Point-based annotation data
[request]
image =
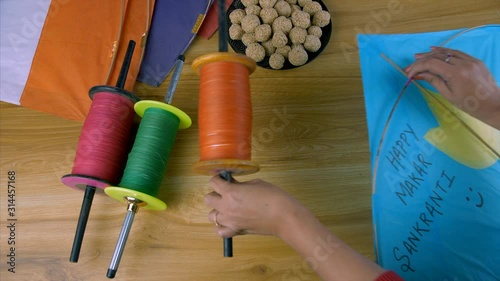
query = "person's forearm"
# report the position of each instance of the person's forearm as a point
(330, 257)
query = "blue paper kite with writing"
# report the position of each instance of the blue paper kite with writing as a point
(435, 169)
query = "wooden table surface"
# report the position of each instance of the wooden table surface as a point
(309, 136)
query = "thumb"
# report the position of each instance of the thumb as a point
(219, 185)
(436, 81)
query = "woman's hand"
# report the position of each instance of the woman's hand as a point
(253, 207)
(461, 79)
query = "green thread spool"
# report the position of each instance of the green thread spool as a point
(146, 165)
(148, 159)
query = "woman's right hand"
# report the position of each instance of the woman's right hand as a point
(461, 79)
(253, 207)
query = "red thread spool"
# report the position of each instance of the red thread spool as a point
(225, 114)
(103, 142)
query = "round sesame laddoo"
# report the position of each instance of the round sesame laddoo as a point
(248, 38)
(236, 16)
(279, 39)
(250, 22)
(247, 3)
(321, 18)
(236, 32)
(253, 10)
(302, 3)
(267, 3)
(315, 30)
(256, 52)
(301, 19)
(263, 32)
(298, 35)
(268, 15)
(295, 8)
(312, 43)
(283, 8)
(312, 8)
(276, 61)
(282, 24)
(268, 47)
(297, 56)
(283, 50)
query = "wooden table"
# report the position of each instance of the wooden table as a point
(309, 136)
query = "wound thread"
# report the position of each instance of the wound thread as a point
(148, 159)
(102, 145)
(225, 111)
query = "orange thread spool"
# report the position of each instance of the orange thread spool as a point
(225, 114)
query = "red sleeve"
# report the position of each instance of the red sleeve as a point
(389, 276)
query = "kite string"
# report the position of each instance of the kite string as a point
(425, 91)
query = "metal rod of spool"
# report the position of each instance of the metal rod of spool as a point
(82, 223)
(174, 80)
(223, 47)
(132, 208)
(227, 242)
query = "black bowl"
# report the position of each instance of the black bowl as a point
(240, 48)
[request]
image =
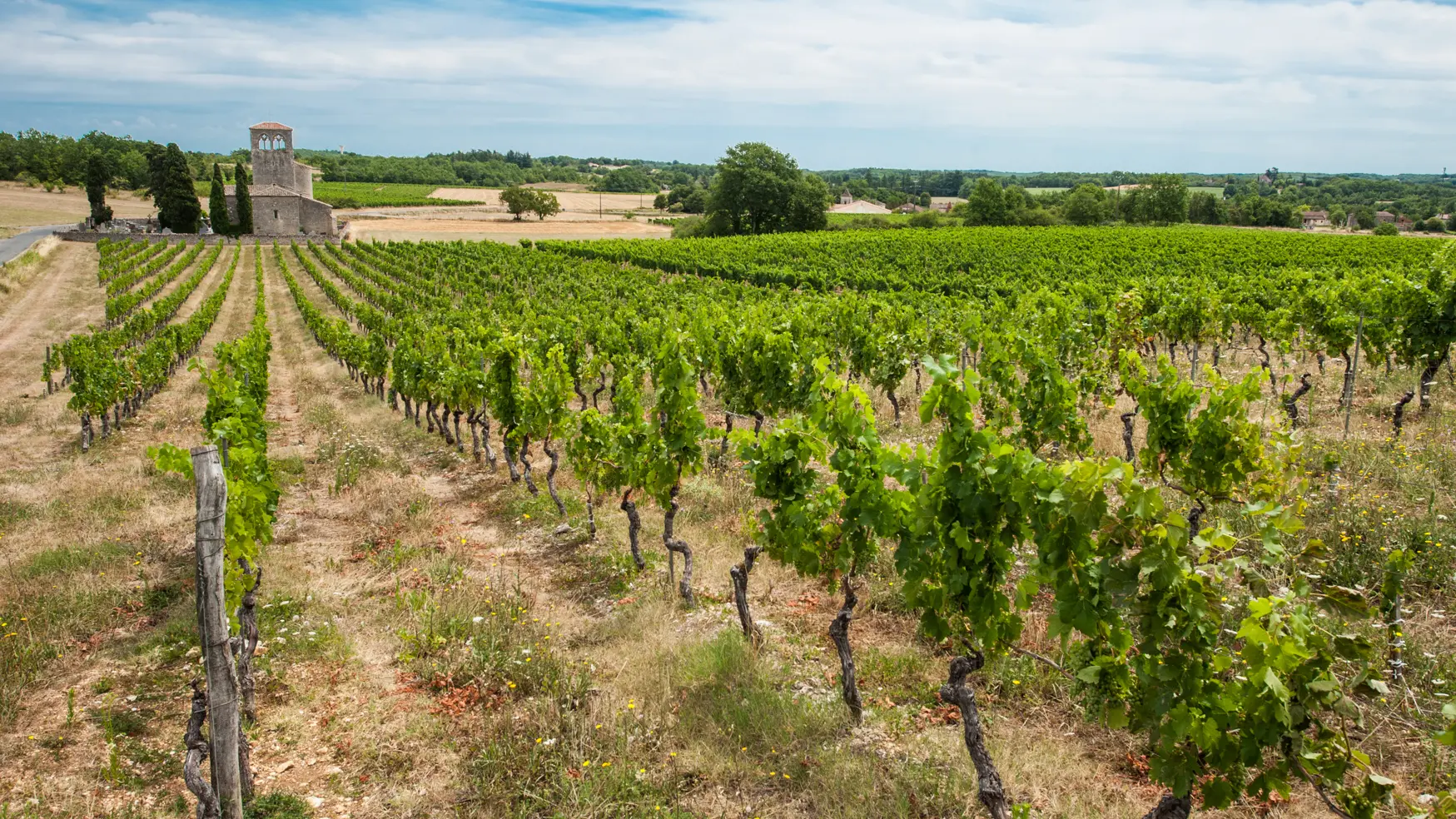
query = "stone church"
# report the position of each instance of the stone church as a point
(281, 188)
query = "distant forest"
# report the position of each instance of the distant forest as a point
(40, 157)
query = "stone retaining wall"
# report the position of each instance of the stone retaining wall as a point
(190, 237)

▶ [Exercise description] Would you return the data exactly as written, without the pictures?

▶ [Exercise answer]
[request]
image =
query = "person's forearm"
# report the position of each instance of the person's forearm as a point
(330, 257)
query = "blue paper kite with writing"
# report the position of each instance of the blue paper kite with writing as a point
(435, 169)
query = "wooden table surface"
# report the position of each instance of the wooden table surface as a point
(309, 136)
query = "thumb"
# report the position of each instance of the thumb as a point
(219, 185)
(436, 81)
query = "woman's hand"
# report the position of each instance of the woman's hand as a point
(253, 207)
(461, 79)
query = "green thread spool"
# report the position of each instance of the green thread spool as a point
(146, 165)
(148, 159)
query = "woman's right hand"
# report the position of each instance of the woman's right hand as a point
(461, 79)
(253, 207)
query = "red thread spool"
# report the position of each instance of the red thread spool as a point
(225, 114)
(103, 142)
query = "round sesame laddoo"
# report the position of each instance of the round sesame laddoo as a point
(248, 38)
(236, 16)
(279, 39)
(250, 22)
(247, 3)
(321, 18)
(236, 32)
(253, 10)
(302, 3)
(267, 3)
(315, 30)
(256, 52)
(301, 19)
(263, 32)
(298, 35)
(268, 15)
(295, 8)
(312, 43)
(283, 8)
(312, 8)
(276, 61)
(282, 24)
(268, 47)
(297, 56)
(283, 50)
query = "wooden table"
# report the position of each instance of the wooden table as a point
(309, 136)
query = "wound thread"
# report the position of each instance of the wound thread as a point
(148, 159)
(102, 145)
(225, 111)
query = "orange thread spool"
# report the position of each instance of the orange thread spool as a point
(225, 114)
query = "red sleeve"
# report the position of each instance of the red sleeve as a point
(389, 276)
query = "kite string"
# report the position of each instance of the kite string as a point
(425, 91)
query = "metal rod of spool"
# report the position of each instance of the metal rod of spool as a point
(82, 223)
(174, 80)
(223, 47)
(132, 208)
(227, 242)
query = "black bowl"
# report the position of each instance of the black bowl as a point
(240, 48)
[request]
image =
query = "stone church"
# report the position of each instance of the stone church as a point
(281, 188)
query = "distant forest"
# report the position of each instance of the distant forest as a point
(40, 157)
query = "stone retaining wall"
# report the position of each instance of the stone retaining wall as a point
(190, 237)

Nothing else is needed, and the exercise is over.